Exercise details — Output exactly the lines from the one holding "Practice. Identify the man standing" through the final line of the entries.

Start of Block

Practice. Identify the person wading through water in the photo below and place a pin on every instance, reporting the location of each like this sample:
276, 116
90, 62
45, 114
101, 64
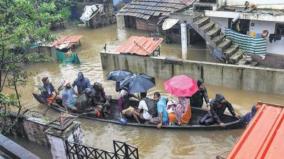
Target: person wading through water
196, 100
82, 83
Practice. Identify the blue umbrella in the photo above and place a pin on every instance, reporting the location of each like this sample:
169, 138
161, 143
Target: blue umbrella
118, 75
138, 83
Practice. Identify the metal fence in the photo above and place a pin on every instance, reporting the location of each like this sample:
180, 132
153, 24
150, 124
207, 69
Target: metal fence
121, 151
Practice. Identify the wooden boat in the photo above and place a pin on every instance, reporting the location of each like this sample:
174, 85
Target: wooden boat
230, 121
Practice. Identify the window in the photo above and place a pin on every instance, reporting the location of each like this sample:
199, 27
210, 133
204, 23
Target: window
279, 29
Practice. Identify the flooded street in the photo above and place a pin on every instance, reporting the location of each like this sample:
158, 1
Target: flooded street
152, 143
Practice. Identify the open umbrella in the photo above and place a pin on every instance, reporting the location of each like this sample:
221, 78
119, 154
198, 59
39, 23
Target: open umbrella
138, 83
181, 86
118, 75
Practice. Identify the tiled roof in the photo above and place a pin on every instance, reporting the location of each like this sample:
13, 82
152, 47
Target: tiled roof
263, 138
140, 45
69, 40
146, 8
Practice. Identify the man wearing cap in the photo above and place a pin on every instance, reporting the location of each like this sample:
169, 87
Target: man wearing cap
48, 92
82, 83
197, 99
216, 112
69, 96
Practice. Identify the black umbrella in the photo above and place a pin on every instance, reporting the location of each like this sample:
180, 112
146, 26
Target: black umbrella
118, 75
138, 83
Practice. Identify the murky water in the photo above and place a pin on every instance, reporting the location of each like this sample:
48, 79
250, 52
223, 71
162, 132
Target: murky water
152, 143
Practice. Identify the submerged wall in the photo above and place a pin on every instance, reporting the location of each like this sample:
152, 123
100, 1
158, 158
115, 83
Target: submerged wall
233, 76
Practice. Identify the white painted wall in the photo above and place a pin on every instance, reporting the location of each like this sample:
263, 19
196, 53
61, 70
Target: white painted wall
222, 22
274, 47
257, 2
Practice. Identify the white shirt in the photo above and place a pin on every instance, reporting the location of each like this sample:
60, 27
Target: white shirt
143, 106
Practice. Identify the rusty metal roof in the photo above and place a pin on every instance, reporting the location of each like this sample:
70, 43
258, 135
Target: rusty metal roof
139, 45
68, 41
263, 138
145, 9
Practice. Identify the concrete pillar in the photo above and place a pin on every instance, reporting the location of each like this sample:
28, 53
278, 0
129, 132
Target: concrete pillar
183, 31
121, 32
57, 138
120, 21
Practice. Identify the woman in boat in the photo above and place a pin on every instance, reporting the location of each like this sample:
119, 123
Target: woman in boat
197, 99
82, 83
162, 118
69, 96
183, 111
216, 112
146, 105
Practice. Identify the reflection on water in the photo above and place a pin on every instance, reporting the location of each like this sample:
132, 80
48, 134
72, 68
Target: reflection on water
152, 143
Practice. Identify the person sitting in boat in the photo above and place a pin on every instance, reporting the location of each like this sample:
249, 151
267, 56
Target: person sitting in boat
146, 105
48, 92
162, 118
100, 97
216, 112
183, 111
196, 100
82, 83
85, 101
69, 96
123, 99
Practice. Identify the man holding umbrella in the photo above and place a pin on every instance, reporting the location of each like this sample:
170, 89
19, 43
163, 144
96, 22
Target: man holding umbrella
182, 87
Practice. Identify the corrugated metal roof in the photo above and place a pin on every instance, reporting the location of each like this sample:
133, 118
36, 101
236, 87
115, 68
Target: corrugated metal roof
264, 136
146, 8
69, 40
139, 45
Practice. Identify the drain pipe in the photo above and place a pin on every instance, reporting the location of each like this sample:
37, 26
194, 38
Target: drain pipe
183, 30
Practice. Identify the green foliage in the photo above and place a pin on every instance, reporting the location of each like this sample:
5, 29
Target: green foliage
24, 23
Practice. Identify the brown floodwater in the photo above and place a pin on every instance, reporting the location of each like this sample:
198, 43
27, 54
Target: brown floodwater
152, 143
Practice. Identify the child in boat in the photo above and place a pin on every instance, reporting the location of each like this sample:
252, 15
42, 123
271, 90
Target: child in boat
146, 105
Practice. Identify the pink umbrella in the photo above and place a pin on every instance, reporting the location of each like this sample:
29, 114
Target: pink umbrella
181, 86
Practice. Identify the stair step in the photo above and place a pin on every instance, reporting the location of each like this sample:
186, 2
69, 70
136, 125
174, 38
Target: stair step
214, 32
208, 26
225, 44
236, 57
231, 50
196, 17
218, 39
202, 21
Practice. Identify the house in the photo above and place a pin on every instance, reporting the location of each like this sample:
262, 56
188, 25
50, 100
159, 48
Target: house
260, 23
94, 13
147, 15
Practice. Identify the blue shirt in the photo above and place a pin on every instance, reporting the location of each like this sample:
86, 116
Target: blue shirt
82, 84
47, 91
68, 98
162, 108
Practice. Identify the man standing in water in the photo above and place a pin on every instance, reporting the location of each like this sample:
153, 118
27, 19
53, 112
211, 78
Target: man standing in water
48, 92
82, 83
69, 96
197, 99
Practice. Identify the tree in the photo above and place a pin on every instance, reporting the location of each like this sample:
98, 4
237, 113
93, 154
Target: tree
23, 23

End of Block

Answer —
Practice. Identify the man standing in water in the photo above and place a pin on every instance, reporting the location of each like this sample:
153, 118
27, 19
53, 112
211, 78
Target: man standing in water
48, 92
82, 83
69, 96
197, 99
Practice. Identify the tree in the photo above and place a pin on every instance, reporting the location of each like this sample:
98, 4
237, 113
93, 154
Target: tree
23, 23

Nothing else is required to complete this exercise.